Render the listing starting at the line containing "[trace] white t-shirt -> outlines" and ending at the line containing "M153 72L153 79L161" as a two-column CSV with the headers input and response, one row per input. Quote each field and replace its line breaks with spaces.

___

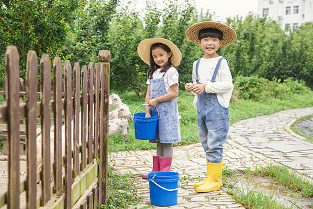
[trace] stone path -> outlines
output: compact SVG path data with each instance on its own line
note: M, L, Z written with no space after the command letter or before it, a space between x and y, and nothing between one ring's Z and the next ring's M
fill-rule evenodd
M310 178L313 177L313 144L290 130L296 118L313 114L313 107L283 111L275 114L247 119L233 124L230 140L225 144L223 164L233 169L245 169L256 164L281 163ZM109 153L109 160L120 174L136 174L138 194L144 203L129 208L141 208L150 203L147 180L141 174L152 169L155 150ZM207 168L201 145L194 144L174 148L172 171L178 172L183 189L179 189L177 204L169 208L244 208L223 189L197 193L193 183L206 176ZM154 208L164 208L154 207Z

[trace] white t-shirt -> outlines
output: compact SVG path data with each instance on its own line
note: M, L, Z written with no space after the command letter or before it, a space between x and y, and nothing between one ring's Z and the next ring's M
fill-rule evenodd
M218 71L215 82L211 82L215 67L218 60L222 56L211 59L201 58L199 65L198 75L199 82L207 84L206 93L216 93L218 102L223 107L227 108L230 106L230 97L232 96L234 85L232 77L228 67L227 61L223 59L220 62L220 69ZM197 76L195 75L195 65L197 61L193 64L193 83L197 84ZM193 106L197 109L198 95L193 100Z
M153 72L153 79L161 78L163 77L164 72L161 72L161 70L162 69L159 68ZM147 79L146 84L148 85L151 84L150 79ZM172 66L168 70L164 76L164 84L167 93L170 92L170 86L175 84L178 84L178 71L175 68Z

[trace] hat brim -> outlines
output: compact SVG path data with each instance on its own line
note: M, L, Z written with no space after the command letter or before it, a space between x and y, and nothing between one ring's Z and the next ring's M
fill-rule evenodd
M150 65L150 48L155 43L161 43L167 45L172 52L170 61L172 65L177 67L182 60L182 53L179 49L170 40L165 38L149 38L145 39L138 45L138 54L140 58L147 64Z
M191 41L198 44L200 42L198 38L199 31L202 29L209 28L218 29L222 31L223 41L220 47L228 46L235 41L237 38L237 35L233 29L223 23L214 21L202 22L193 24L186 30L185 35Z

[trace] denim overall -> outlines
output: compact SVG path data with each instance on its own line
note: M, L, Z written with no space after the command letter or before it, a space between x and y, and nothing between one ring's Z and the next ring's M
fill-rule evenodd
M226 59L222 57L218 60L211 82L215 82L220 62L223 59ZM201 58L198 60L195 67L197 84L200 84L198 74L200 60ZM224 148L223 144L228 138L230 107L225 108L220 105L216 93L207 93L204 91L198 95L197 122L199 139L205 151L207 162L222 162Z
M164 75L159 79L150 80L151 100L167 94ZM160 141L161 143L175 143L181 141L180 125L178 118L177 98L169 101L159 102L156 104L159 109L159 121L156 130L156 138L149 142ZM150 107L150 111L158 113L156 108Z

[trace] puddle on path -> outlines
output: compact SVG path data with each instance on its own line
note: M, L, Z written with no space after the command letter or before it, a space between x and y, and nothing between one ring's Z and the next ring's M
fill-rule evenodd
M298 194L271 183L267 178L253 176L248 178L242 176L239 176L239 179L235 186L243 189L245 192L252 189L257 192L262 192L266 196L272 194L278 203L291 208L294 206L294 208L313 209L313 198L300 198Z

___

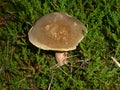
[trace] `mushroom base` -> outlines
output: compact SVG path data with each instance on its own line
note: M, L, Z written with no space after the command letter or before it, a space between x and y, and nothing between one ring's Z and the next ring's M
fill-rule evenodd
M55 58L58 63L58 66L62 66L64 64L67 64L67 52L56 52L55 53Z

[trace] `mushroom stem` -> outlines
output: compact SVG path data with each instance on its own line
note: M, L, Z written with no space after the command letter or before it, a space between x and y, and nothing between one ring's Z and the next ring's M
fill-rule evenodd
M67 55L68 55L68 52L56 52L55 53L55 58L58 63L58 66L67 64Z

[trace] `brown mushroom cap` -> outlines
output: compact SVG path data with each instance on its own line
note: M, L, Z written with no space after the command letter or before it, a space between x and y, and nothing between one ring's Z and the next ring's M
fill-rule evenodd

___

• _COMPLETE RESPONSE_:
input,response
"[trace] white t-shirt -> outlines output: compact SVG path data with each instance on its own line note: M, L, Z written with no space after the command letter or before it, a space between x and y, and nothing between one ring's Z and the next ring's M fill-rule evenodd","M218 71L215 82L211 82L215 67L218 60L222 56L211 59L201 58L199 65L198 75L199 82L207 84L206 93L216 93L218 102L223 107L227 108L230 106L230 97L232 96L234 85L232 77L228 67L227 61L223 59L220 62L220 69ZM197 76L195 75L195 65L197 61L193 64L193 83L197 84ZM193 106L197 109L198 95L193 100Z M153 72L153 79L161 78L163 77L164 72L161 72L161 70L162 69L159 68ZM147 79L146 84L148 85L151 84L150 79ZM172 66L168 70L164 76L164 84L167 93L170 92L170 86L175 84L178 84L178 71L175 68Z"